Please show every line in the records that contains the string "shirt", copied in full. Case counts.
################
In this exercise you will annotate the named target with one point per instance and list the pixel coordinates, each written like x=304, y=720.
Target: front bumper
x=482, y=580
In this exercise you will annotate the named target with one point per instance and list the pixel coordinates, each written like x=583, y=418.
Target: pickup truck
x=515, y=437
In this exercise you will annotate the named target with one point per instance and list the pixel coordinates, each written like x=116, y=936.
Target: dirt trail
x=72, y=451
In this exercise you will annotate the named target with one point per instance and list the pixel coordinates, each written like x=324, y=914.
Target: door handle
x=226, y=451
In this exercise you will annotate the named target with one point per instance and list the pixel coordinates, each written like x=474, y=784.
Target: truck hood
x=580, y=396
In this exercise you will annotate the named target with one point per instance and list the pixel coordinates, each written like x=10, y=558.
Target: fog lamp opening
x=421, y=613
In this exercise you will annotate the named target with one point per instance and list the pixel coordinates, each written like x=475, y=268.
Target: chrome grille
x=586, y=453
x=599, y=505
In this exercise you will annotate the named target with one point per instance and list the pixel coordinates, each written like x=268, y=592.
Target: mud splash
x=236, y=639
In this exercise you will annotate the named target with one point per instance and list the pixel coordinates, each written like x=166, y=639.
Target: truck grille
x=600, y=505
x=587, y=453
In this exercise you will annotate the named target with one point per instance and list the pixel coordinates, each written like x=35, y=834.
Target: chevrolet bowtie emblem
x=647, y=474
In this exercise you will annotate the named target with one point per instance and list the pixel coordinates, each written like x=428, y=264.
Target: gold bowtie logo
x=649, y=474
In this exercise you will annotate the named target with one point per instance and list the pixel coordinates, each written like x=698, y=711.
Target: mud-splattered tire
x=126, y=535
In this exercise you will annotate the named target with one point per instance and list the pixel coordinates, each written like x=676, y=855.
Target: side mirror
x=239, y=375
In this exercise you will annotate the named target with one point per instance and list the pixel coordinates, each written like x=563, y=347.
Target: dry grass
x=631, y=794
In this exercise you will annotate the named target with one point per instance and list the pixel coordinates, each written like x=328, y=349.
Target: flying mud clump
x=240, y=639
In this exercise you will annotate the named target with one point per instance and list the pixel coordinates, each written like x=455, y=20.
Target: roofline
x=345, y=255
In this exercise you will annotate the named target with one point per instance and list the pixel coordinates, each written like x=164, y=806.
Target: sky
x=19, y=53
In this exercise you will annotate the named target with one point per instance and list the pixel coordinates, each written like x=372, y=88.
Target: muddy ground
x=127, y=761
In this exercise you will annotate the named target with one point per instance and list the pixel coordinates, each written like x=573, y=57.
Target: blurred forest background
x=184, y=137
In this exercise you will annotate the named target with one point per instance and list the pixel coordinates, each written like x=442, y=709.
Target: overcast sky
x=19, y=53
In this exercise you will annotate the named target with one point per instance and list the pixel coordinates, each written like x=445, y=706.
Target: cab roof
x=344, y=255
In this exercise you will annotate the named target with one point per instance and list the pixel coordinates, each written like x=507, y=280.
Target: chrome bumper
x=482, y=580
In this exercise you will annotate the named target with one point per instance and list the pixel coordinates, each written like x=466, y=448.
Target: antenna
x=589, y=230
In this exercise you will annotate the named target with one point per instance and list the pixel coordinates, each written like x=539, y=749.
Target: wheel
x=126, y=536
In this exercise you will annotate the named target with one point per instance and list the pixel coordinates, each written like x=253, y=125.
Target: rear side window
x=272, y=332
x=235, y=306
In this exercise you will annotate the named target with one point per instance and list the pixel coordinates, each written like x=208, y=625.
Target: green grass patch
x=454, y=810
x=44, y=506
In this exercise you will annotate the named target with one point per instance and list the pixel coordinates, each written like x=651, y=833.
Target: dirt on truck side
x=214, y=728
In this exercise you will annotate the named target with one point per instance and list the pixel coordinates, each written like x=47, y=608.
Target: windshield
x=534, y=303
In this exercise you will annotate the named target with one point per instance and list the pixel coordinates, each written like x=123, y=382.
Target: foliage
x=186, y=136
################
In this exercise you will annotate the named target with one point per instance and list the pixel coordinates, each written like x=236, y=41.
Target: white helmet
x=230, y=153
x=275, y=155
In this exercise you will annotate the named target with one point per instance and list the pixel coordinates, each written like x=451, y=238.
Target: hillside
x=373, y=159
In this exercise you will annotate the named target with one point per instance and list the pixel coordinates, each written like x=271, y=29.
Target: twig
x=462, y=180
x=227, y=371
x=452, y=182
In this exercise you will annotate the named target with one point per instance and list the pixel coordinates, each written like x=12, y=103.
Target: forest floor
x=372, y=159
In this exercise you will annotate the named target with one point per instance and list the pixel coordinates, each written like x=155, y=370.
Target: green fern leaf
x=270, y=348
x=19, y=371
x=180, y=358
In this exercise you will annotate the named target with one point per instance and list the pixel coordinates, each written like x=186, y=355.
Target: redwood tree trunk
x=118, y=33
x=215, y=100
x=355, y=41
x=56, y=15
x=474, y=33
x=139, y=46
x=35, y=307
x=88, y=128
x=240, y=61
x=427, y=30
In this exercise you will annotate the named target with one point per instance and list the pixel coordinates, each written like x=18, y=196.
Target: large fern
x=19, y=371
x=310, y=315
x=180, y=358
################
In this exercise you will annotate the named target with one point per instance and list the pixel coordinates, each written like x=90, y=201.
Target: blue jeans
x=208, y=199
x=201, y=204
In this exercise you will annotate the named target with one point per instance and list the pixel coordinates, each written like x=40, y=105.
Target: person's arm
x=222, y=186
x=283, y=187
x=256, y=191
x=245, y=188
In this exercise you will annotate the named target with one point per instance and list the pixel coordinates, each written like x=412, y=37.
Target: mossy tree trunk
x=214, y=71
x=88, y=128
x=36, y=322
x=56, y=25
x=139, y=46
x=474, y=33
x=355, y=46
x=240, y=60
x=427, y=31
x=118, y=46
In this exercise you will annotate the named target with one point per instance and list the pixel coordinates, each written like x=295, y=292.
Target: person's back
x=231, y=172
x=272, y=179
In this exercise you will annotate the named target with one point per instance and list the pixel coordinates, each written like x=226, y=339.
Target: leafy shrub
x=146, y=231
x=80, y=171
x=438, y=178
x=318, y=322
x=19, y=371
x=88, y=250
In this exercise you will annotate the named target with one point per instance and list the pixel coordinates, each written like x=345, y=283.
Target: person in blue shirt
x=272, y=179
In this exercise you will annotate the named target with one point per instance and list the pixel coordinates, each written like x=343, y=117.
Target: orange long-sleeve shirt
################
Complete answer:
Target: person in blue shirt
Target: orange long-sleeve shirt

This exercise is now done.